> **PAGE TEXT**:
.....

Two towns A and B are connected by a regular bus service with a bus leaving in either direction every T minutes. A man cycling with a speed of 20 km h^-1 in the direction A to B notices that a bus goes past him every 18 min in the direction of his motion, and every 6 min in the opposite direction. The period T of the bus service and speed of buses on the road are

Let speed of the bus be u km/h
Speed of cyclist = 20km/h
Rel. vel. of cyclist w.r.t. bus along
AB = u – 20
Rel. vel. of cyclist w.r.t. bus along BA = u + 20 

As time of encountering the bus is inversely proportional to relative velocity, therefore
$\frac{18}{6}=\frac{\mathrm{u}+20}{\mathrm{u}-20}$
$\Rightarrow$ 3u – 60 = u + 20; 2u = 80, u = 40km/h
If the first bus from A crosses the cyclist at a distance of 40 km from A after one hour of starting from A, the 2nd bus crosses him after 18 minutes
When cyclist has travelled a distance 20/60 x 18
= 6 km. Thus 2nd bus has travelled a distance
= 40 + 6 = 46 km in a time = 1hr 18 min - T
= (1.3 – T) hr, where T is time internal between two successive buses.

.....

> **WHAT TO WORK ON**:
Answer from the bus problem above:
1. At what speed does the man cycle?
2. How often does a bus moving in the opposite direction go past him?
3. What speed for the buses does the solution find?

.....

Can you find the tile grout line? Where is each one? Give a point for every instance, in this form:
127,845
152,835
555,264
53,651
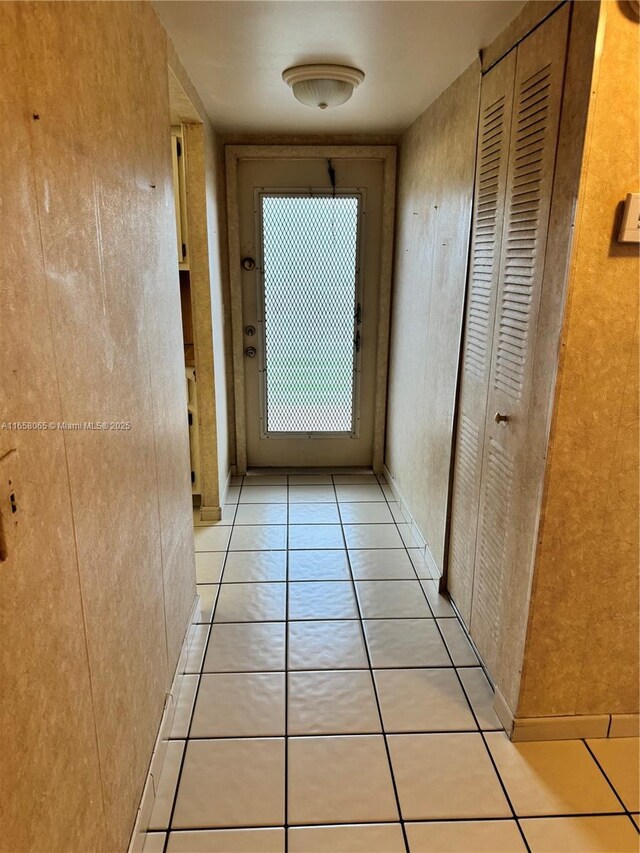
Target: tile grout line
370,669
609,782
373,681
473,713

.....

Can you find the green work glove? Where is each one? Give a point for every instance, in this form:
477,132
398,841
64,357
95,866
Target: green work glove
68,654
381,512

.....

> **TASK ANSWER**:
1. 20 km/h
2. Every 6 minutes
3. 40 km/h